Written request: Revise the data below by changing each "Query" to "Target", keeping every other line as it is.

(Dataset entries)
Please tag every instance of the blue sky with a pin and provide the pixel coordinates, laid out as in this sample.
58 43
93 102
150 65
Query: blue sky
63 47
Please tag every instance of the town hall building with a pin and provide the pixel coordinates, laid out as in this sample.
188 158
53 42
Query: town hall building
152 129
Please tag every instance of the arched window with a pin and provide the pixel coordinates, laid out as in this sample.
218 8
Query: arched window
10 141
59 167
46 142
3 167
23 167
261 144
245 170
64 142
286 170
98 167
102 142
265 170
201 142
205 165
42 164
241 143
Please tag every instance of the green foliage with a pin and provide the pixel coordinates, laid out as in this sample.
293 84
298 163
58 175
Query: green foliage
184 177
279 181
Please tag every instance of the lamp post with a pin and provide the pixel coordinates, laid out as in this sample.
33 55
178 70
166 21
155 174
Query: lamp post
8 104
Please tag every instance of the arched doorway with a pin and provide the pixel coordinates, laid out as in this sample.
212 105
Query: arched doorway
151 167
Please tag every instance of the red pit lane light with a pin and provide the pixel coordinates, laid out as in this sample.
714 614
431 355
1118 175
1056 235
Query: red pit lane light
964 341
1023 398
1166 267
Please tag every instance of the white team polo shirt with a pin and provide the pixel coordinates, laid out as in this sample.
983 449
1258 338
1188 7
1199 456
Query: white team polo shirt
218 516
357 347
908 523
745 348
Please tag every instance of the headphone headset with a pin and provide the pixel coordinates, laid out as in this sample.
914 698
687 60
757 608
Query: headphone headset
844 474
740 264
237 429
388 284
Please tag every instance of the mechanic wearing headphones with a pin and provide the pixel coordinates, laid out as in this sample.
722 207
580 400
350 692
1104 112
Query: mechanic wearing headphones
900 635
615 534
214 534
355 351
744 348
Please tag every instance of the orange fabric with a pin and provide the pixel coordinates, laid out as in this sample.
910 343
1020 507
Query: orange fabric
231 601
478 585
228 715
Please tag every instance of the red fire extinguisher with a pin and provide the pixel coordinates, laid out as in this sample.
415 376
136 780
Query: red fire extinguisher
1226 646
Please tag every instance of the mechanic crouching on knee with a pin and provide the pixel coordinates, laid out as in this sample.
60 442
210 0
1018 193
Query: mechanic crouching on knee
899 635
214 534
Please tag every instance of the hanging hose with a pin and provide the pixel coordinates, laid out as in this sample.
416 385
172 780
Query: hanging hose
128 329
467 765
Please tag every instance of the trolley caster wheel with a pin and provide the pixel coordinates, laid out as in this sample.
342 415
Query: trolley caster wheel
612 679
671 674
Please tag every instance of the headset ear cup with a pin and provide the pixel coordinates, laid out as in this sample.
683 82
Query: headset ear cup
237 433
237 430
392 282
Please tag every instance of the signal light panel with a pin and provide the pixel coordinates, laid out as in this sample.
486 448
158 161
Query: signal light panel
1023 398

Problem solution:
Please tag every instance of the blue sky with a pin and provide the pixel coordinates, laid out as in this sample.
58 43
93 102
150 65
Target: blue sky
63 47
Please tag every instance of the town hall building with a pin and provide the pixel coordinates, laid out as in this sample.
188 158
53 42
Target: town hall building
152 129
Please tag every instance of the arched window with a pin and provide the pixel coordinates, laid out as in this sample.
218 8
Target: arched window
10 141
59 167
46 142
3 167
23 167
261 144
245 170
64 142
286 170
98 167
102 142
265 170
201 142
205 165
42 164
241 143
Please tag every instance of the green foliage with a pin and provide the pixel coordinates, laid out as in this sample.
293 84
298 163
58 175
Target: green foliage
184 177
279 181
Please tag every instance of the lamp post with a pin and provide the pixel coordinates, laid out as in this sample.
33 55
178 70
166 21
155 174
Target: lamp post
8 104
Please tag every instance of the arched doorway with a pin and provide the pixel coordinates, laid out as in this sample.
212 105
Target: arched doorway
151 167
Please tag every instance of the red pit lane light with a pin and provide the pixel coordinates, laid out as in this sample.
714 614
431 355
1118 175
1056 235
Target: red pit lane light
964 341
1023 398
1166 267
Please tag every instance of the white team polo shirt with a pin and provide the pixel coordinates, laid out as in this sample.
983 449
1258 338
1188 7
1199 456
Target: white team polo shirt
218 516
357 347
908 523
745 348
Please tag every instance of the headphone headset with a pin and provide the pixel coordinates, laid out as in this sample.
914 698
687 60
757 608
Target: headphone headset
844 474
740 264
237 429
388 284
Please tag every instance of the mechanic wearing headphones with a pin and provide the pixel coordinates, laid out as in this sample.
722 207
580 400
350 692
1104 112
Target: mechanic wearing headphones
900 635
615 534
214 534
355 351
744 348
Please tag every instance of the orange fabric with a pin and provide the pixel coordinates, laid out as in this sample.
910 343
1020 507
Target: orange fabric
231 601
478 585
228 715
Please tag every instance of the red fire extinguisher with a pin and provide the pixel coordinates, laid out as in this sample.
415 376
136 780
Target: red fire extinguisher
1226 646
Please tag every instance of the mechanic crouching on knee with a pin and provide the pixel coordinates, laid out as in this sample.
60 442
210 0
1018 193
Target: mechanic crouching on knee
899 635
214 534
Please tag every instance of the hanging hose with a pin and provide the pixel coordinates, laid out as in this sample.
416 385
172 780
Target: hanging hose
128 329
467 765
Please tag every instance of the trolley caster wheel with a pin and provide the pixel coordinates, laid out as in this sample.
342 415
Target: trolley caster wheel
612 679
671 674
Please tag every instance of the headset ear cup with a pin and provide the pixel coordinates, laid out as in this sample.
683 82
Target: headset ear cup
237 433
237 430
392 282
Please tag every instance of the signal light panel with a pin and provide the pixel coordinates, laid out as in this sample.
486 448
158 161
Target: signal light panel
1023 398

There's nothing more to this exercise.